- Exercise details: Turn the stretch of the entries below, from the line containing "of the logo" through the end of the entries, into a numbered list. Leave out any blank lines.
::: The data
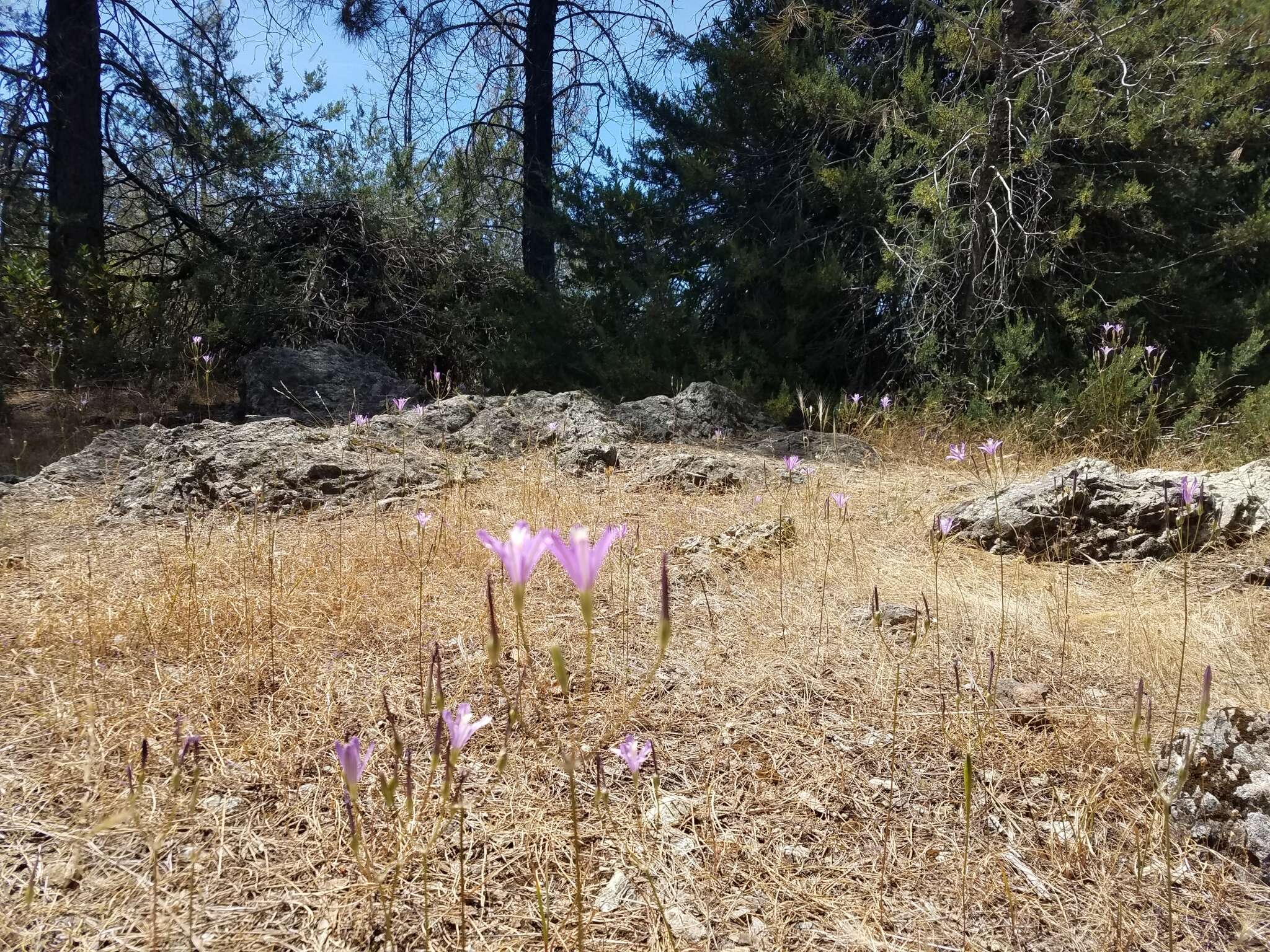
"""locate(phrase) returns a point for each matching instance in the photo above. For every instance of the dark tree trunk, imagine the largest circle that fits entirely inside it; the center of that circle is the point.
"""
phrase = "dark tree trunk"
(76, 183)
(986, 231)
(538, 239)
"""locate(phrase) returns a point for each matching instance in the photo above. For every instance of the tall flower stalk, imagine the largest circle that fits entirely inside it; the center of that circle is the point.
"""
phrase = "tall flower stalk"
(520, 555)
(584, 562)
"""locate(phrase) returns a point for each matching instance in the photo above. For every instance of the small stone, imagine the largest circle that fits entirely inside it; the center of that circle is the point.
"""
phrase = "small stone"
(685, 926)
(219, 803)
(613, 892)
(670, 810)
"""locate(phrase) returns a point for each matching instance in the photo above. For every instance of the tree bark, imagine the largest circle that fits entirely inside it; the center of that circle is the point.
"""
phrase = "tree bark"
(1016, 19)
(76, 182)
(538, 238)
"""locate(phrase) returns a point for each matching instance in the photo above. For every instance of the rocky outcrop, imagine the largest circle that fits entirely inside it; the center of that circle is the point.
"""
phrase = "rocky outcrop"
(323, 384)
(1225, 799)
(109, 459)
(698, 412)
(275, 465)
(741, 540)
(695, 472)
(280, 464)
(1090, 509)
(821, 447)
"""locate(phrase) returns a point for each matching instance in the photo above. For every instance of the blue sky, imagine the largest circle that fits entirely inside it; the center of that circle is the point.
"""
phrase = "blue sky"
(347, 65)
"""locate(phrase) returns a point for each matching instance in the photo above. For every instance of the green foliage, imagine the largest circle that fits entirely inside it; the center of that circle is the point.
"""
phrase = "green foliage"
(781, 407)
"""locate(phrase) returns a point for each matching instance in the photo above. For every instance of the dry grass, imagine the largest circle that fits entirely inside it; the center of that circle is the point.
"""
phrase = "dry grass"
(780, 736)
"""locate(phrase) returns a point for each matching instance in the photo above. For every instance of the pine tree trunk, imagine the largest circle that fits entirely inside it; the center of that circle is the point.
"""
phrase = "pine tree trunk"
(76, 182)
(538, 242)
(986, 230)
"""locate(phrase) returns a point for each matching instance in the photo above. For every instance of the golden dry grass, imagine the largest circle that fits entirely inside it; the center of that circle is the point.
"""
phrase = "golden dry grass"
(778, 734)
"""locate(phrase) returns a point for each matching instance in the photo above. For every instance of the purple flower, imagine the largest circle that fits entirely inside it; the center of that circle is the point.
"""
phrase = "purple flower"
(633, 753)
(352, 762)
(189, 748)
(1191, 488)
(520, 553)
(461, 725)
(578, 558)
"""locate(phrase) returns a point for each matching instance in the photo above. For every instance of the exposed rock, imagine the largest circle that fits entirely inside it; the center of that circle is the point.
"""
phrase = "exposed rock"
(685, 926)
(1258, 575)
(614, 891)
(893, 616)
(390, 456)
(1024, 701)
(109, 459)
(695, 413)
(323, 384)
(1116, 514)
(695, 471)
(277, 465)
(1225, 800)
(741, 540)
(822, 447)
(588, 457)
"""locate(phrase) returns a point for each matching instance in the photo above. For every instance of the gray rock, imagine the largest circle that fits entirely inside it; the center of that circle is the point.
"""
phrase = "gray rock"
(1024, 701)
(695, 471)
(1114, 514)
(323, 384)
(741, 540)
(695, 413)
(109, 459)
(393, 456)
(1225, 801)
(276, 465)
(588, 457)
(822, 447)
(1258, 575)
(893, 616)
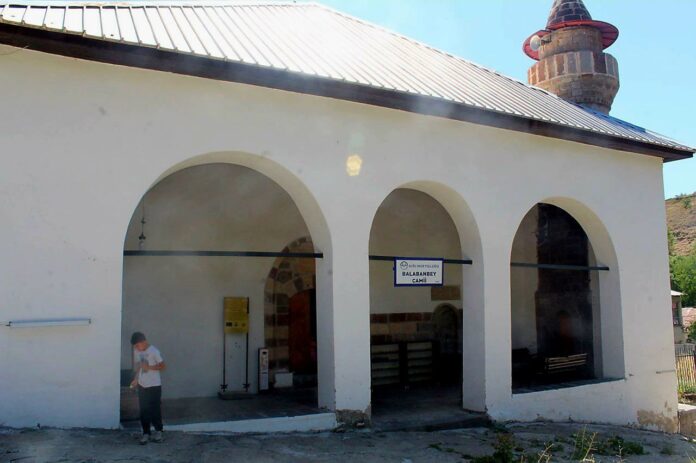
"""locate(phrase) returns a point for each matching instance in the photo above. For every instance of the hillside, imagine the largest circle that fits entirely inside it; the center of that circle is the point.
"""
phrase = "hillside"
(681, 220)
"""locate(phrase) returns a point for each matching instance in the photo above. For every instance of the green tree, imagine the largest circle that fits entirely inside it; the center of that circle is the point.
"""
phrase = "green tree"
(683, 275)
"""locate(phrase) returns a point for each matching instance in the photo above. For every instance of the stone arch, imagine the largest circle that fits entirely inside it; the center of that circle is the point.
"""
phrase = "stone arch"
(288, 277)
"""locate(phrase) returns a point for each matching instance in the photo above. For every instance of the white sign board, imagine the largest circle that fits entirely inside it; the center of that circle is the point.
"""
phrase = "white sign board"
(418, 272)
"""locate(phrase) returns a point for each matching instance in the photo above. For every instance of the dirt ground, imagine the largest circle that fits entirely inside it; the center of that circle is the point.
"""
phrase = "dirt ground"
(538, 442)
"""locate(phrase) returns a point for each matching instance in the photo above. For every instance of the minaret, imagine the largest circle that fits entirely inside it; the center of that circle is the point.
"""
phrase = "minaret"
(571, 60)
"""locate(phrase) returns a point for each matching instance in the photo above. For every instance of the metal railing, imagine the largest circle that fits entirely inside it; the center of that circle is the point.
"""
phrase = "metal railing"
(686, 367)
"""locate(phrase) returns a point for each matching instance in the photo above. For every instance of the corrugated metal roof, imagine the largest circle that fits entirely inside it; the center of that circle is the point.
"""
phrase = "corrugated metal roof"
(314, 40)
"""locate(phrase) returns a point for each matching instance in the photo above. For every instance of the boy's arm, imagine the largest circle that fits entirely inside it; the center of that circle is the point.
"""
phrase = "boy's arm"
(159, 367)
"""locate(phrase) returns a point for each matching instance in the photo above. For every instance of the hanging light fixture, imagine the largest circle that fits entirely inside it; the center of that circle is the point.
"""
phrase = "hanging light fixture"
(142, 237)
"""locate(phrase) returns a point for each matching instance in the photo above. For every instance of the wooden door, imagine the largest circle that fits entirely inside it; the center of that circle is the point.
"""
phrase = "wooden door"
(302, 337)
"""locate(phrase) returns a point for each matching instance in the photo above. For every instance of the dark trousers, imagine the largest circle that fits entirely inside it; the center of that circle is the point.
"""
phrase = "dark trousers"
(149, 399)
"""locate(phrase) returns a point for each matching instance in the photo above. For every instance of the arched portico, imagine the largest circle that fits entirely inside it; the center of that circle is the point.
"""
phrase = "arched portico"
(565, 301)
(427, 220)
(249, 173)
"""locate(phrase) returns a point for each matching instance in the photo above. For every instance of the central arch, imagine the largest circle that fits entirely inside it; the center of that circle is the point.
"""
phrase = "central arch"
(420, 335)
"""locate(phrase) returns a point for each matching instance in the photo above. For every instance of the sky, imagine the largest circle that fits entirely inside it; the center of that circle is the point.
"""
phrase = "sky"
(656, 51)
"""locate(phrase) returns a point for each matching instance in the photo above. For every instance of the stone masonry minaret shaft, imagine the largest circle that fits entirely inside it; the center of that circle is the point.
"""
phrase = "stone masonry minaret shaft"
(571, 59)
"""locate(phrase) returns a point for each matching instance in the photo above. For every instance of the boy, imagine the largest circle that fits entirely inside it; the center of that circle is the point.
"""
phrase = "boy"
(147, 363)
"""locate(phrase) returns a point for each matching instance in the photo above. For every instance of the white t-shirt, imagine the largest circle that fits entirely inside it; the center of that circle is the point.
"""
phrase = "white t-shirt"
(152, 356)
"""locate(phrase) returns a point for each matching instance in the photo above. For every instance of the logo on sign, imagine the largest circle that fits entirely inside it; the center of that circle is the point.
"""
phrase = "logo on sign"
::::::
- Complete response:
1. """locate(phrase) returns a point for each matching instance in the photo above. For every instance of the logo on sign, imagine the largest circle that fits entirely inside it; the center of that circle is the point.
2. """
3. phrase = "logo on sign"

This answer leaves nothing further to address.